Transcribe the following records in full, exactly as shown.

===== Material for this task

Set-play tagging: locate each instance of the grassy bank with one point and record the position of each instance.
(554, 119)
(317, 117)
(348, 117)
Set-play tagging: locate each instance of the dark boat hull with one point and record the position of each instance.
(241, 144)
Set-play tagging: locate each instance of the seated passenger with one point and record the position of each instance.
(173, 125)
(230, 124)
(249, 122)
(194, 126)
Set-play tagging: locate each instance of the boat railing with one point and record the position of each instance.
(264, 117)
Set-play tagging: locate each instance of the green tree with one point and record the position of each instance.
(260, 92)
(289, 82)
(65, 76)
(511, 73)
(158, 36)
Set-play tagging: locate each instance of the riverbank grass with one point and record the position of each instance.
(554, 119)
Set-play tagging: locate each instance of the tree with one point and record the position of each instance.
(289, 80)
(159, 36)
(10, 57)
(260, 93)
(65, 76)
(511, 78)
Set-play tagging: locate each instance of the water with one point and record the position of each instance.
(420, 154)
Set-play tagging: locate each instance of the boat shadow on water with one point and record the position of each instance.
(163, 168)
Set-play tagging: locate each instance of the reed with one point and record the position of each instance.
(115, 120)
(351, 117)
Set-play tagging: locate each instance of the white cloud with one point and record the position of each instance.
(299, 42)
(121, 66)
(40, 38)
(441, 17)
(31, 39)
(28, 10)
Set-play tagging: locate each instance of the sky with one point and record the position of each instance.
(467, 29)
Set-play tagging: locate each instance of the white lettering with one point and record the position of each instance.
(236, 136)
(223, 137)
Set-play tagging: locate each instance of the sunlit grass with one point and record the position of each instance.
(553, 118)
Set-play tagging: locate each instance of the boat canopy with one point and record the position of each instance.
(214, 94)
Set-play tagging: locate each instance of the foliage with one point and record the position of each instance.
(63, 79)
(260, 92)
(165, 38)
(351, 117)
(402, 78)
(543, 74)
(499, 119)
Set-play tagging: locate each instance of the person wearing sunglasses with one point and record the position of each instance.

==========

Completed task:
Set-play tagging: locate each instance of the grassy bank with one point and record the position of each instance.
(554, 119)
(317, 117)
(348, 117)
Set-play tagging: locate each instance of the dark boat hull with one point and record the position of each instance.
(241, 144)
Set-play tagging: locate each instance of the seated passenger with one point and record the position of each instance.
(173, 125)
(230, 124)
(249, 122)
(194, 126)
Set-play tagging: locate each instance of the boat railing with one point and record the position of each instance.
(264, 117)
Set-play tagging: locate each instance of the green tree with one point and record the position of each instance.
(260, 92)
(289, 82)
(65, 76)
(511, 73)
(158, 36)
Set-play tagging: locate each instance of the riverbank grass with one point and record the position of each instance.
(554, 119)
Set-play tagging: locate each instance of the tree with one point and record the position of each instance.
(289, 80)
(159, 36)
(10, 57)
(260, 93)
(65, 76)
(511, 78)
Set-play tagging: locate each instance of the water with one point and record the position of each instance.
(420, 154)
Set-play tagging: locate each instance of the boat shadow on water with one point and record the position of each instance.
(163, 168)
Set-play tagging: locate each instance of the reed with one point and record the position of each instance.
(115, 120)
(351, 117)
Set-play tagging: locate each instance of the white cloud with one point and record the position of each instance.
(299, 42)
(121, 66)
(40, 38)
(441, 17)
(31, 39)
(28, 10)
Set-play tagging: locate each instance of the sky with one point and record the position of each instance.
(467, 29)
Set-play tagging: locate each instance of the white lettering with one point and record the position of each instance.
(236, 136)
(223, 137)
Set-play tagging: locate each instance of the sunlit grass with one point and record the position of each instance.
(553, 118)
Set-play tagging: locate each instance of the boat canopy with one point and record the position of each instance.
(214, 94)
Set-play tagging: locate each instance of the foliage with one point and record the position of each instance.
(63, 79)
(260, 92)
(165, 38)
(351, 117)
(402, 78)
(543, 74)
(499, 119)
Set-play tagging: locate each instance of the person wearing sunglasses with one point and record the position of each instance.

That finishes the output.